Stated exercise: Shift every point in the records by adding 105 to each of its coordinates, then write out all the lines again, requests included.

Raw records:
———

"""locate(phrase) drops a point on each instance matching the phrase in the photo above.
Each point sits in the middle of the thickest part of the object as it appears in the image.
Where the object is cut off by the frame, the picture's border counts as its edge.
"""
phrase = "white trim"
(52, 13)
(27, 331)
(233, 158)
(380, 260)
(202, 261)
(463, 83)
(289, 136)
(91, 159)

———

Finished exercise:
"""locate(phrase) drops a point on each instance matching the phrase in the photo above.
Each point sits in the middle of the thickest part of the object as it appears in the image.
Where the object is cut off by the frame, the picture's border counts as its edge.
"""
phrase = "white trim"
(157, 118)
(132, 436)
(338, 263)
(485, 365)
(307, 366)
(568, 188)
(394, 241)
(196, 264)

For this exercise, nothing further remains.